[What you should do]: The entries are to be output word for word, with the pictures omitted.

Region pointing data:
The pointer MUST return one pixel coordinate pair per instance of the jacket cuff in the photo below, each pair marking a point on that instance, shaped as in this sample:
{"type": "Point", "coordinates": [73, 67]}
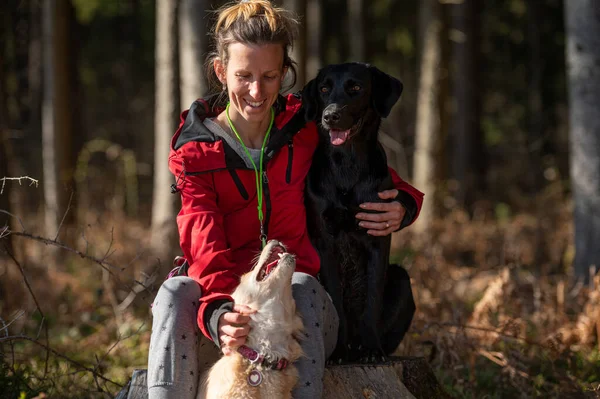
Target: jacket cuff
{"type": "Point", "coordinates": [212, 313]}
{"type": "Point", "coordinates": [410, 205]}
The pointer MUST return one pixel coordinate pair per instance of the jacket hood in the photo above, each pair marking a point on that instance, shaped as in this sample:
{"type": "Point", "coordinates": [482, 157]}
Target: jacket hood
{"type": "Point", "coordinates": [193, 133]}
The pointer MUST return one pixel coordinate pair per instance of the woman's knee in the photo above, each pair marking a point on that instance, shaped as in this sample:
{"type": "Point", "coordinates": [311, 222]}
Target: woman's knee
{"type": "Point", "coordinates": [303, 283]}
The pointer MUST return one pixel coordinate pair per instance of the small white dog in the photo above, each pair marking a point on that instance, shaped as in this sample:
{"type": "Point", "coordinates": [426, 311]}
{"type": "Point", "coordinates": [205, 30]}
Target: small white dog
{"type": "Point", "coordinates": [264, 367]}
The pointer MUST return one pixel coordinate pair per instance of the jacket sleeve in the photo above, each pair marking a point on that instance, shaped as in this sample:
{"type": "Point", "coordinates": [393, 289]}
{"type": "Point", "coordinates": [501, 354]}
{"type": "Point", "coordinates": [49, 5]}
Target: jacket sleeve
{"type": "Point", "coordinates": [202, 240]}
{"type": "Point", "coordinates": [409, 197]}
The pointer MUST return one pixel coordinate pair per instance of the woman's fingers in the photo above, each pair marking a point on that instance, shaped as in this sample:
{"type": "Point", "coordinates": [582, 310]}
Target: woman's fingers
{"type": "Point", "coordinates": [243, 309]}
{"type": "Point", "coordinates": [227, 343]}
{"type": "Point", "coordinates": [235, 331]}
{"type": "Point", "coordinates": [235, 318]}
{"type": "Point", "coordinates": [388, 194]}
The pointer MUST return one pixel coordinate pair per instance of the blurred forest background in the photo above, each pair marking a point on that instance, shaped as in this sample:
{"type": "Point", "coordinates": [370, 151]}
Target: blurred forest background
{"type": "Point", "coordinates": [502, 137]}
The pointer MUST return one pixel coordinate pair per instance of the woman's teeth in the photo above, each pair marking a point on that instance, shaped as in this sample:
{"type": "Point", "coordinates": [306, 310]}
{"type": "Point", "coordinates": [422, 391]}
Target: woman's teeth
{"type": "Point", "coordinates": [255, 104]}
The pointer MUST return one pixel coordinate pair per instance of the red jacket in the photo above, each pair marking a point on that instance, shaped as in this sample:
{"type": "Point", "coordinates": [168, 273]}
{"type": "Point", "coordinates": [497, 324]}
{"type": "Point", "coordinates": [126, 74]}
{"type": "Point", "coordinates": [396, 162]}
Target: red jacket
{"type": "Point", "coordinates": [218, 221]}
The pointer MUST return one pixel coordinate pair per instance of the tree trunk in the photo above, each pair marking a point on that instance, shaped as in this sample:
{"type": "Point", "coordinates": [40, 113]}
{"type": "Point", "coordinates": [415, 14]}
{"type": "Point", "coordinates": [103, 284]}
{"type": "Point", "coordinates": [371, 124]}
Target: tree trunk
{"type": "Point", "coordinates": [56, 113]}
{"type": "Point", "coordinates": [356, 37]}
{"type": "Point", "coordinates": [193, 45]}
{"type": "Point", "coordinates": [298, 7]}
{"type": "Point", "coordinates": [313, 38]}
{"type": "Point", "coordinates": [5, 220]}
{"type": "Point", "coordinates": [583, 79]}
{"type": "Point", "coordinates": [428, 116]}
{"type": "Point", "coordinates": [465, 124]}
{"type": "Point", "coordinates": [164, 228]}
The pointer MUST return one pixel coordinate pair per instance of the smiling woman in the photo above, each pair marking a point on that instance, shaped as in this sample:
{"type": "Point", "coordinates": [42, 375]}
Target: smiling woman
{"type": "Point", "coordinates": [240, 167]}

[Task answer]:
The pointer MUST return one pixel coordinate pair per instance of the jacket cuff in the photo below, each pair marking a point on that instance, shaped as in this sample:
{"type": "Point", "coordinates": [73, 67]}
Target: jacket cuff
{"type": "Point", "coordinates": [212, 313]}
{"type": "Point", "coordinates": [410, 205]}
The pointer MUST return one pixel coordinate pair per instance of the jacket hood in the photo above, each pair marking a point on that instance, shaped as in this sample:
{"type": "Point", "coordinates": [482, 157]}
Target: jacket hood
{"type": "Point", "coordinates": [193, 133]}
The pointer MUST return one pixel coordinate pair per instance of the woman's knee in the photo above, each pair marking a point on that instance, shaped as in this sample:
{"type": "Point", "coordinates": [311, 222]}
Target: woman's knee
{"type": "Point", "coordinates": [303, 283]}
The pointer MUST return one pixel coordinate pair per instance of the small white dog in the photo above, each pair marking a point on that instance, shaped as in this sample:
{"type": "Point", "coordinates": [426, 311]}
{"type": "Point", "coordinates": [205, 30]}
Target: small white dog
{"type": "Point", "coordinates": [264, 367]}
The pointer MUST return one pixel coordinate pair per instance of the jacket sleeve in the photo above, each pair marking a point on that instance, shaped as in this sample:
{"type": "Point", "coordinates": [393, 289]}
{"type": "Point", "coordinates": [501, 354]}
{"type": "Point", "coordinates": [49, 5]}
Target: jacket sleeve
{"type": "Point", "coordinates": [202, 240]}
{"type": "Point", "coordinates": [409, 197]}
The pointer MUST return one pixel coordinate pair per instance of the woman's fingers in the photo above, each pair marking a point on that instance, shaped as in this sample:
{"type": "Point", "coordinates": [582, 310]}
Target: woman's fingers
{"type": "Point", "coordinates": [243, 309]}
{"type": "Point", "coordinates": [227, 343]}
{"type": "Point", "coordinates": [235, 331]}
{"type": "Point", "coordinates": [235, 318]}
{"type": "Point", "coordinates": [388, 194]}
The pointer MUST return one pixel coordinate pair per instance of the blurred forest background in the photo above, each pair marking a point on that instance, shaped as in this sample:
{"type": "Point", "coordinates": [370, 151]}
Target: blurred forest background
{"type": "Point", "coordinates": [502, 137]}
The pointer MUST return one pixel coordinate pair per instance of the woman's teeth in the photo above, each pair marking a point on that instance, shaped as in this sample:
{"type": "Point", "coordinates": [306, 310]}
{"type": "Point", "coordinates": [422, 391]}
Target: woman's teeth
{"type": "Point", "coordinates": [255, 104]}
The pointer MUST return one pixel coordinate pair per instance of the red jacket in the photo above, each pair marking a point on that instance, shaped as in this sample:
{"type": "Point", "coordinates": [168, 273]}
{"type": "Point", "coordinates": [497, 324]}
{"type": "Point", "coordinates": [126, 74]}
{"type": "Point", "coordinates": [396, 162]}
Target: red jacket
{"type": "Point", "coordinates": [218, 221]}
The pointer MUST return one pixel coordinate pair per instance of the tree trunk in the photo above, each pair marking a point on that instance, shaped as in this sample:
{"type": "Point", "coordinates": [40, 113]}
{"type": "Point", "coordinates": [415, 14]}
{"type": "Point", "coordinates": [103, 284]}
{"type": "Point", "coordinates": [371, 124]}
Target: tree trunk
{"type": "Point", "coordinates": [56, 113]}
{"type": "Point", "coordinates": [356, 37]}
{"type": "Point", "coordinates": [193, 45]}
{"type": "Point", "coordinates": [298, 7]}
{"type": "Point", "coordinates": [313, 38]}
{"type": "Point", "coordinates": [5, 220]}
{"type": "Point", "coordinates": [583, 79]}
{"type": "Point", "coordinates": [428, 116]}
{"type": "Point", "coordinates": [465, 124]}
{"type": "Point", "coordinates": [164, 228]}
The pointer MUST return one pixel coordinate pair per instance of the smiling woman in the photo above, each pair marking a point on that instance, shaped as in this sample:
{"type": "Point", "coordinates": [42, 375]}
Target: smiling woman
{"type": "Point", "coordinates": [240, 167]}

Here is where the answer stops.